EXERCISE INSTRUCTIONS:
1. In the blog post about hijab, who designed the abayas shown at the fashion show?
2. Proceed with the blog post about hijab, starting after its last sentence.

## Begin SOURCE PASSAGE

Amani visited Anila Baig, who is a writer for the Sun newspaper. Now for those of you not from the UK, let's just say that the Sun isn't exactly the most well-respected newspaper in this country. When asked about why she stopped wearing hijab, Anila's reply was that she 'had bigger things to be worrying about than covering her hair'. Huh? Since when did wearing hijab prevent anyone from paying attention to the more important issues in life? Had she said that she felt that she was not ready to wear it or not confident enough to keep it on, I would have understood. But her reply has simply sent out the message that hijab is unnecessary. You can read more about Anila in this article from 2004.

Two of the girls who were interviewed spoke to Amani about why the wear the abaya rather than salwar kameez. They felt that in salwar kameez, they were identified as Pakistani first, and then Muslim. They said that they wanted the opposite to happen - to be identified as Muslims first. But then they also admit that they are sometimes mistaken for Arabs when wearing abaya, but that they don't mind that. Is anyone sensing a contradiction here?

In the UK, as soon as you wear hijab on your head, you are pretty much identified as Muslim, no matter what else you are wearing. Secondly, people can often tell from your colouring what part of world you come from, so honestly I don't see how wearing abaya is identifying them as Muslim, when hijab is already doing that!

One woman who did seem to be making sense was the Pakistani ambassador. Even though she does not wear hijab herself, she said that the issue was a personal one for each woman to decide, and that it shouldn't be blown out of proportion. It's simply a personal choice.

Towards the end of the programme, Amani attends a fashion show by Yasmin Safri of Arabian Nites. I thought the abayas she designed were beautiful! Check out her website to see more, or read about her here.

Here are some stills from the show:

Hijabis shopping in Primark. What did you think of their style?

Yasmin Safri:

The fashion show:


hani said...

I love her designs. Anyway, just wanted to share a video ( a headwrap. Just thinks it looks cool. :)

pink_marshmallow said...

asalam alaikum sisters

i was a little dissapointed at the fact shes in the uk, going to a few reverts would have given another angle on the hijabi.

## End SOURCE PASSAGE
## Begin MATERIAL

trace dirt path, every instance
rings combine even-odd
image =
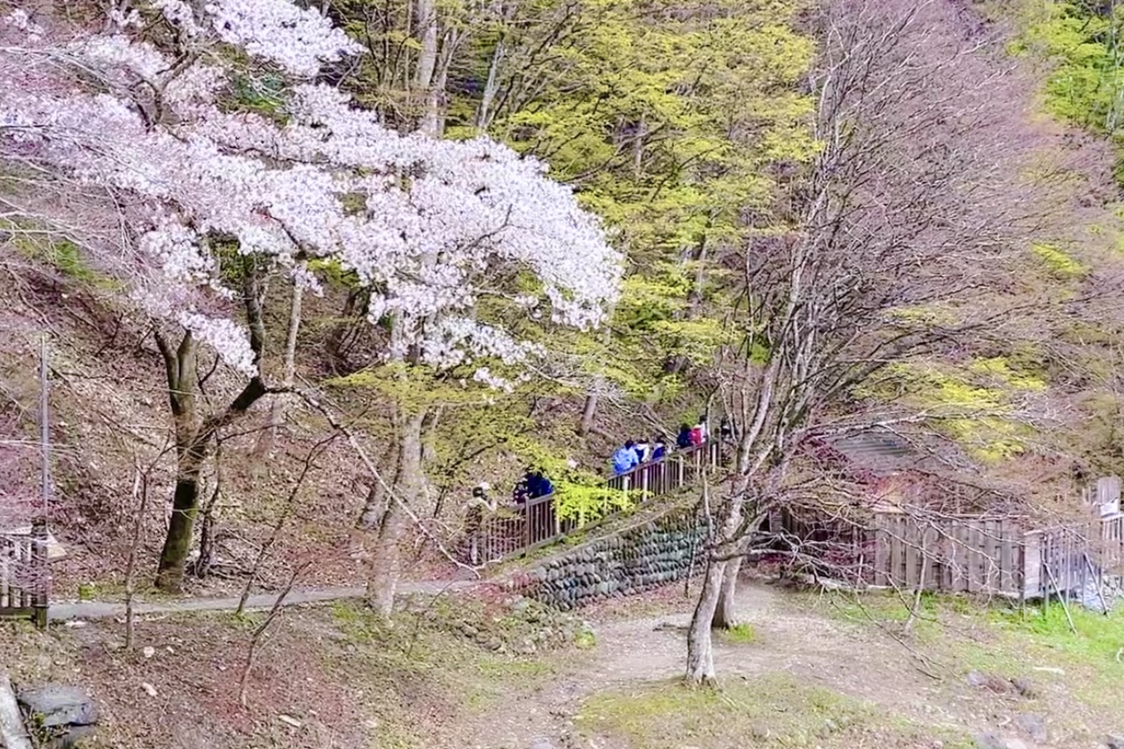
[[[419,583],[402,583],[398,586],[401,595],[422,593],[426,595],[439,595],[450,591],[460,591],[471,587],[477,583],[472,581],[426,581]],[[325,603],[329,601],[342,601],[346,599],[361,599],[365,594],[362,587],[328,587],[328,588],[296,588],[285,596],[283,605],[296,606],[308,603]],[[271,609],[277,602],[279,593],[257,593],[246,600],[246,608],[252,610]],[[182,599],[160,602],[137,601],[133,605],[136,614],[176,614],[193,611],[234,611],[238,608],[238,596],[215,597],[215,599]],[[112,619],[125,615],[124,603],[108,603],[103,601],[74,601],[70,603],[52,603],[47,611],[47,619],[51,621],[66,621],[71,619]]]
[[[886,638],[796,609],[785,595],[744,585],[738,611],[758,634],[751,645],[715,642],[719,678],[791,673],[904,714],[931,702],[937,688]],[[469,746],[477,749],[571,746],[566,736],[582,701],[604,689],[681,676],[690,612],[593,622],[598,647],[565,676],[519,695],[518,710],[487,715]],[[878,679],[869,678],[878,673]],[[932,720],[932,716],[931,716]]]

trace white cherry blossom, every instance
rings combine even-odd
[[[126,246],[89,249],[151,313],[253,371],[245,331],[214,314],[230,295],[212,254],[221,237],[314,292],[310,259],[354,272],[371,286],[371,320],[393,321],[391,358],[419,351],[451,367],[537,354],[479,319],[482,295],[558,325],[601,321],[622,258],[543,164],[482,138],[400,135],[343,92],[307,82],[359,49],[314,9],[211,0],[197,16],[181,0],[137,4],[179,28],[183,46],[158,46],[167,42],[128,24],[74,38],[46,21],[29,35],[19,11],[3,19],[0,158],[111,197]],[[235,73],[223,45],[289,76],[280,117],[220,103]],[[496,289],[514,274],[537,289]],[[506,386],[487,367],[475,380]]]

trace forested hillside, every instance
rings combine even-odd
[[[401,581],[488,574],[474,487],[537,471],[586,523],[637,501],[602,488],[626,440],[724,422],[708,682],[771,513],[1048,523],[1124,471],[1122,30],[1091,0],[0,0],[0,524],[49,520],[60,596],[354,585],[390,621]]]

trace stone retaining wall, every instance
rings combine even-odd
[[[543,561],[523,595],[563,611],[632,595],[703,572],[706,527],[691,509],[670,512]]]

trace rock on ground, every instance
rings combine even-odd
[[[85,691],[75,686],[48,684],[35,689],[24,689],[17,700],[45,728],[93,725],[98,722],[98,706]]]
[[[1035,743],[1046,742],[1046,722],[1042,715],[1021,713],[1015,715],[1015,725]]]

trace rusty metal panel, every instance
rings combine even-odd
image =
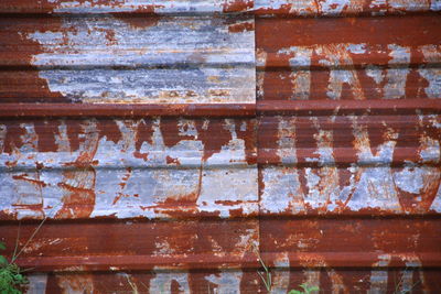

## End MATERIAL

PER-TASK OUTPUTS:
1. Yasmin Safri of Arabian Nites.

2.
but i was just astounded at the sister from the sun and her choice to stop wearing it. it was a very confusing programme this week, and im sure the non muslim publice viewers would have been like huh what.

lets see how she gets on in amsterdam and i cant wait to see the moroccan wedding, as its been a few years since i have been to one. im still waiting for mine lol, have not had my moroccan party yet inshallah in the summer this year.

fi aminallah

Aaliyah said...

I also disagreed with something Anila Baig said, she said that Pakistanis look at Arabs as better muslims as they can speak Arabic. She also said that Pakistanis see anything that comes from the Arab world as "authentic" (?!?!?!). AS a Pakistani myself I can say that I do not hold these views. Being a good muslim has nothing to do with where you come from. I agree that this was a confusing programme...


kristinsdottir said...

On the Primark shopping photo, I LOVE the look of the girl on the left, with the scarf oomphed and twisted around her neck. Unorthodox but still hijab, right, if I understand it correctly?

Best wishes from Oregon! Great blog!

Ruba said...

I must saythat some of the hijab style are not islamic,I mean since when it is okay for a women to show her neck?
ofcourse there are some great styles and oclors that cover the neck ..but come on girls lets not let emotions rule us;Prophet Muhammad PBUH said her face and palms are to appear only the rest is awra(which includes her neck)

Anonymous said...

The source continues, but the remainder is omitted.